▶ [GIVEN ENTRIES]:

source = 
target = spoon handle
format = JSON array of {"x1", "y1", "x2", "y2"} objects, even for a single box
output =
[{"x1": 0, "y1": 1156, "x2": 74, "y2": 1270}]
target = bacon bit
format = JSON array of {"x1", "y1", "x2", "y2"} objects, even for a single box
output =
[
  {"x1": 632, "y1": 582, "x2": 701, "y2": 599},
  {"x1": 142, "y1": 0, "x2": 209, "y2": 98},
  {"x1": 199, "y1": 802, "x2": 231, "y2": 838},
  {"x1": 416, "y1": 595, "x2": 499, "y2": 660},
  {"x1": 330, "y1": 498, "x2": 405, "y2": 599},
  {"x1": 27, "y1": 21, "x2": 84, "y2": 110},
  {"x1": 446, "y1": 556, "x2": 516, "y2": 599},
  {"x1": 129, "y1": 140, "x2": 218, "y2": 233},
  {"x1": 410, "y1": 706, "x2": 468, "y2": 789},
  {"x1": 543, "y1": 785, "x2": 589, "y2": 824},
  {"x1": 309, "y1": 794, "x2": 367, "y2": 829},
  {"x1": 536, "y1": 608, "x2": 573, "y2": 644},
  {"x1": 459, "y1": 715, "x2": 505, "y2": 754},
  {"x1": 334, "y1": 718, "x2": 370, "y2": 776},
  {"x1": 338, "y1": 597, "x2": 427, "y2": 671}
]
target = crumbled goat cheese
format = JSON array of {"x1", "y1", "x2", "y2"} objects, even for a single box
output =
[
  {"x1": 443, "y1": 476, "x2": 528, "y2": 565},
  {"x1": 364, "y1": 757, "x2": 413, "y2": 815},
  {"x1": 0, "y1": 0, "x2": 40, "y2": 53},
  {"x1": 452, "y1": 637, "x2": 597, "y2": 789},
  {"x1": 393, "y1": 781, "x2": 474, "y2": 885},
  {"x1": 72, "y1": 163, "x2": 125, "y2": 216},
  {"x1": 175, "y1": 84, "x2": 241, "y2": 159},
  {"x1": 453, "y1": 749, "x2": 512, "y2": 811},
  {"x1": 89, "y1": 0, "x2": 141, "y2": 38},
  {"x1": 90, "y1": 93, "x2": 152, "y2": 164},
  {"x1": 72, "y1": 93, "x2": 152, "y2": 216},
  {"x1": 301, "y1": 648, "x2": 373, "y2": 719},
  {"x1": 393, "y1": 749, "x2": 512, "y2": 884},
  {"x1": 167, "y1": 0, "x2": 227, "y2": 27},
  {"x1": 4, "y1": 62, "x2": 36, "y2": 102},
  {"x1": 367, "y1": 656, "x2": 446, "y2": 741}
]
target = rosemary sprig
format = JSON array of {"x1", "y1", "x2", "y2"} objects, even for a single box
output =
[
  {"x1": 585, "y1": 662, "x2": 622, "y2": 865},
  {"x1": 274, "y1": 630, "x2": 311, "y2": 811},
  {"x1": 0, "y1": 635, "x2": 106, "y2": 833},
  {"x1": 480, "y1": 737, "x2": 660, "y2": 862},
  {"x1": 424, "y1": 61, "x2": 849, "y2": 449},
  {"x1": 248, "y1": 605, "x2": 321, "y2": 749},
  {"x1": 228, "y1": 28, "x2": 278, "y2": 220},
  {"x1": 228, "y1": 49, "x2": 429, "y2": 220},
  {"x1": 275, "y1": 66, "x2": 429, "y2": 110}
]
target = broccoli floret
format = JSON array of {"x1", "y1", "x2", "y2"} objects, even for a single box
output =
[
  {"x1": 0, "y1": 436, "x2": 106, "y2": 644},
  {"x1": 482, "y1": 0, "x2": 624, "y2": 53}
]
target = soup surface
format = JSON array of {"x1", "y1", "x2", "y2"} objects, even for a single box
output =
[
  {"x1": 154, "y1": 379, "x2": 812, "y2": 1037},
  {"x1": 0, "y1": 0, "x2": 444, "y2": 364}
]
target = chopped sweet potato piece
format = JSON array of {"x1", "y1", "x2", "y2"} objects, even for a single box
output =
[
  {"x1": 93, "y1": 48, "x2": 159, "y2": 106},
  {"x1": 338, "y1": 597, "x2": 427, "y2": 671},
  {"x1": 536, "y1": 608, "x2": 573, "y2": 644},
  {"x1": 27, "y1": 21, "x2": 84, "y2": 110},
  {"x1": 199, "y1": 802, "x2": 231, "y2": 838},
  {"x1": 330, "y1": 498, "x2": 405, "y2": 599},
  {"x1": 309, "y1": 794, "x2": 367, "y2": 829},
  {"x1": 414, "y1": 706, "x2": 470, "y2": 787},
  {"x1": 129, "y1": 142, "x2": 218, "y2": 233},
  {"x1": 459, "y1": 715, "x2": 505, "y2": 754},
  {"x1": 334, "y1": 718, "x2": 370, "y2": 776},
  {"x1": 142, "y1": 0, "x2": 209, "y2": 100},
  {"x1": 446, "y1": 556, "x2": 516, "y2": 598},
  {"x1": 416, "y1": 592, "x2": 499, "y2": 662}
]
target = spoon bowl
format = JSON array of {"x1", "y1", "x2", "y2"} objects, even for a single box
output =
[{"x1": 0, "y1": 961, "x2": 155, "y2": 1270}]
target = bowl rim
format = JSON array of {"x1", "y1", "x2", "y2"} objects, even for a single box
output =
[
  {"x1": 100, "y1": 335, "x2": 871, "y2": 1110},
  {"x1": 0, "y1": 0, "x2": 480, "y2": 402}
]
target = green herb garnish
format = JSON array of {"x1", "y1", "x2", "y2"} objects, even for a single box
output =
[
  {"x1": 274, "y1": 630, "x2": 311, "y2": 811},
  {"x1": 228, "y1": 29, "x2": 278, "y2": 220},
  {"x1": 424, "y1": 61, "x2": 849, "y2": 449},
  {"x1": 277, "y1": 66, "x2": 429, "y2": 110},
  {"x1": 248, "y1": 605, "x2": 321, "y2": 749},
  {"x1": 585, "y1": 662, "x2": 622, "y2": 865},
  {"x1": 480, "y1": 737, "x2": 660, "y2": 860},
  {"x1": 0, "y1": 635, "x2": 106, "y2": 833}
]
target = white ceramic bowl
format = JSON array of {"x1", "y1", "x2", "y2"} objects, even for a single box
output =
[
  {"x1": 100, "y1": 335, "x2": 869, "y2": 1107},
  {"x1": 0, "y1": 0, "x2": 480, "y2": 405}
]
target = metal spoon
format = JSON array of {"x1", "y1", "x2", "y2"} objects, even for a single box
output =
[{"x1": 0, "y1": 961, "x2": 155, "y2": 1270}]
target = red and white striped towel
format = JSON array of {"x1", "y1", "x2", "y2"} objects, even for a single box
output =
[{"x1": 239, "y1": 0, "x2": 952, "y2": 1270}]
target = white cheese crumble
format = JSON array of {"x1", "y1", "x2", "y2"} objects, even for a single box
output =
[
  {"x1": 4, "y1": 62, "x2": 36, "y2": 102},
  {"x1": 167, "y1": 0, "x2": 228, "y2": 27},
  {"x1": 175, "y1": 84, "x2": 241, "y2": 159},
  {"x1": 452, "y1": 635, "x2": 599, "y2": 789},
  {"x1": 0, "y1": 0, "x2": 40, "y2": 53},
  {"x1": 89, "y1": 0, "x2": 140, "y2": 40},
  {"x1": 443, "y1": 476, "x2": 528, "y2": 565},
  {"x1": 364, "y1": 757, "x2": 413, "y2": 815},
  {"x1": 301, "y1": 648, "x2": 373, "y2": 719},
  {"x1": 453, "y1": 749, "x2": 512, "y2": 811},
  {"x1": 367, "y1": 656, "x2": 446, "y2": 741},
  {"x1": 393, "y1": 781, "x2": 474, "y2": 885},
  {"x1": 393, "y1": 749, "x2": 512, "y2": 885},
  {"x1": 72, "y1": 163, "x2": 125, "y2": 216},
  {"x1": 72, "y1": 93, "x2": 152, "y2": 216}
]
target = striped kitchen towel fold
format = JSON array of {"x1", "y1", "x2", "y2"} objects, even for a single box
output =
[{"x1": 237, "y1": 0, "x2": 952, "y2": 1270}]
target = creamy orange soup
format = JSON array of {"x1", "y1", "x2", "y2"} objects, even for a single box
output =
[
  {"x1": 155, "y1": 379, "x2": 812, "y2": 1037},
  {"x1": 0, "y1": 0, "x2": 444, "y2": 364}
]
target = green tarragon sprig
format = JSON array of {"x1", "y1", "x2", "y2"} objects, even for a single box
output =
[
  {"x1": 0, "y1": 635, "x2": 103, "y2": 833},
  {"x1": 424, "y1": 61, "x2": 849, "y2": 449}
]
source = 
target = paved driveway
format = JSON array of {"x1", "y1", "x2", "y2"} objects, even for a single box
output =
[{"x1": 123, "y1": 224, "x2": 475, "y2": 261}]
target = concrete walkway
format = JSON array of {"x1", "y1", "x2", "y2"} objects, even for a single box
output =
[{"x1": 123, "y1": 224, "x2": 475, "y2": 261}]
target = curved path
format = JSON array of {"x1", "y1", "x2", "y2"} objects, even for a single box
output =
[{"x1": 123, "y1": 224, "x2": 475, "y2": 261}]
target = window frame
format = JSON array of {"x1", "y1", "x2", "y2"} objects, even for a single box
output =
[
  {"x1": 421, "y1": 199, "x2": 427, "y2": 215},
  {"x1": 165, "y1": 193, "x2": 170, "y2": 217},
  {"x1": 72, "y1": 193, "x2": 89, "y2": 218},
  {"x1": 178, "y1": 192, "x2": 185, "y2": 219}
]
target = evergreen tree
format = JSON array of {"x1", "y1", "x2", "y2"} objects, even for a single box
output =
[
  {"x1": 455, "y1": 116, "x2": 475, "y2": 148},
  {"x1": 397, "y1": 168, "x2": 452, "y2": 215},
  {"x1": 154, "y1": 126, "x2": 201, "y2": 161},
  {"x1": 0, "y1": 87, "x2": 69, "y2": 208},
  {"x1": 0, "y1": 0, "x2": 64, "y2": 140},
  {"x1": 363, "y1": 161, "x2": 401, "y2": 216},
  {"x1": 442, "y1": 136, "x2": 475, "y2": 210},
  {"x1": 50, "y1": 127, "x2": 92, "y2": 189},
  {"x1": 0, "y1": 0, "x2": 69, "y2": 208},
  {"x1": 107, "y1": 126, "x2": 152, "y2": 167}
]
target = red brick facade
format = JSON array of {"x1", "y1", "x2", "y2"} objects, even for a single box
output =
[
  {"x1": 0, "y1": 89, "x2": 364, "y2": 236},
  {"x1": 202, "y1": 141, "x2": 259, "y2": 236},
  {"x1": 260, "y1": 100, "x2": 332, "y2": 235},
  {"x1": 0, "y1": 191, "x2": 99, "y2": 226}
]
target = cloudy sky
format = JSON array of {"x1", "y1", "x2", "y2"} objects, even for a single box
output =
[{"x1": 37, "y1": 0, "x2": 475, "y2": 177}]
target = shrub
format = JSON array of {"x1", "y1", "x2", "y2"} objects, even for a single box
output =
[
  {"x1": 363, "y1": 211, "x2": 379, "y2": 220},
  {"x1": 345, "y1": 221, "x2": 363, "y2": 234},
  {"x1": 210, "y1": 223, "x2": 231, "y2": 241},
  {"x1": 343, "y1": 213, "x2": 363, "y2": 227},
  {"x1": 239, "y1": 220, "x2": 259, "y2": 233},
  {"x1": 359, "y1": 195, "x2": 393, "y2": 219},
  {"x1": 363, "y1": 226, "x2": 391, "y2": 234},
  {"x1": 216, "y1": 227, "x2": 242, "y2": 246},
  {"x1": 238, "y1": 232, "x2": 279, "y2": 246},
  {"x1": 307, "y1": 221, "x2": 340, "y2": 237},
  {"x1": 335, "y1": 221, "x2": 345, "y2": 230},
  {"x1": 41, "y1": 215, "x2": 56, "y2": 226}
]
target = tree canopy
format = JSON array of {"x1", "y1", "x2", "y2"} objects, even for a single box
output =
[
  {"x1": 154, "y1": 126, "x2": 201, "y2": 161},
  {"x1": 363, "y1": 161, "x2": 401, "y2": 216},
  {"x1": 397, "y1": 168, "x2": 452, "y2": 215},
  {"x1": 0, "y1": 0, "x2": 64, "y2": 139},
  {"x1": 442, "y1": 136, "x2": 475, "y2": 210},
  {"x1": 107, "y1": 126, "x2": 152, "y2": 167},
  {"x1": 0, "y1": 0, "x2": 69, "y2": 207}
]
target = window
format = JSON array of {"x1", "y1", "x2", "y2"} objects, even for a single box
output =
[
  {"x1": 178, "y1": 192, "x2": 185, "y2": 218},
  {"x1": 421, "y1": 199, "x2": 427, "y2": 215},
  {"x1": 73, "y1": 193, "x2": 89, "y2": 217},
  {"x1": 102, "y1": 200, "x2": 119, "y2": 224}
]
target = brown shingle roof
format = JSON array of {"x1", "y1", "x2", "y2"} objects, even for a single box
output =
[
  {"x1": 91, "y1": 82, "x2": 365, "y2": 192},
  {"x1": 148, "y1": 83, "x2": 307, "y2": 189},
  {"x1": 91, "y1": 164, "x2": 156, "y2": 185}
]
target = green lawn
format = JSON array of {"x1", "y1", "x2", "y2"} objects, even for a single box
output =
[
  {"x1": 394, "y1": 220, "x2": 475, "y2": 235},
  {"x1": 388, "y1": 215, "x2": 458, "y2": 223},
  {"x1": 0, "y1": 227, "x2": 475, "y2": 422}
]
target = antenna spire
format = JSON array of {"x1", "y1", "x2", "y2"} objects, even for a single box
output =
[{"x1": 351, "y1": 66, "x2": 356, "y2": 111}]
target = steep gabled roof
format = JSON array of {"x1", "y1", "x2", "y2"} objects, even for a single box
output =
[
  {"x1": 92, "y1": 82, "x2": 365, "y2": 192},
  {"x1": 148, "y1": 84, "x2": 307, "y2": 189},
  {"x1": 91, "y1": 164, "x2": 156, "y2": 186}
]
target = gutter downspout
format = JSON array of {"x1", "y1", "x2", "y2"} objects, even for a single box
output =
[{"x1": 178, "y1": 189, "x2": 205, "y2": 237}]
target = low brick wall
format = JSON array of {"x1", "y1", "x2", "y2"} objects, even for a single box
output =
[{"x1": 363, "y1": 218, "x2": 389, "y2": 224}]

▶ [EXERCISE]: Copy out the listing word for word, beginning with the line that contains "target = brown shingle roof" and continuing through the end of the listing.

▶ [ANSWER TO THE PROBLEM]:
target = brown shingle roof
format = JSON array of {"x1", "y1", "x2", "y2"} objects, even for a single box
output =
[
  {"x1": 91, "y1": 82, "x2": 365, "y2": 192},
  {"x1": 148, "y1": 83, "x2": 307, "y2": 189},
  {"x1": 91, "y1": 164, "x2": 156, "y2": 185}
]
target = green lawn
format = JSON array of {"x1", "y1", "x2", "y2"} objects, even for a single box
output =
[
  {"x1": 394, "y1": 220, "x2": 475, "y2": 235},
  {"x1": 388, "y1": 215, "x2": 458, "y2": 223},
  {"x1": 0, "y1": 227, "x2": 475, "y2": 422}
]
target = antenna spire
format = JSON array of {"x1", "y1", "x2", "y2"} objects, even for a single box
output =
[{"x1": 351, "y1": 66, "x2": 356, "y2": 111}]
target = steep gabled roof
format = JSON array of {"x1", "y1", "x2", "y2"} objects, even for a single box
output =
[
  {"x1": 92, "y1": 82, "x2": 365, "y2": 192},
  {"x1": 148, "y1": 84, "x2": 307, "y2": 189},
  {"x1": 91, "y1": 164, "x2": 156, "y2": 186}
]
target = gutter downspout
format = JSON array of {"x1", "y1", "x2", "y2"} objects, even for a single box
output =
[{"x1": 178, "y1": 189, "x2": 205, "y2": 237}]
target = low brick wall
format = JSON array of {"x1", "y1", "x2", "y2"} objects, even for a single box
output =
[{"x1": 363, "y1": 218, "x2": 389, "y2": 224}]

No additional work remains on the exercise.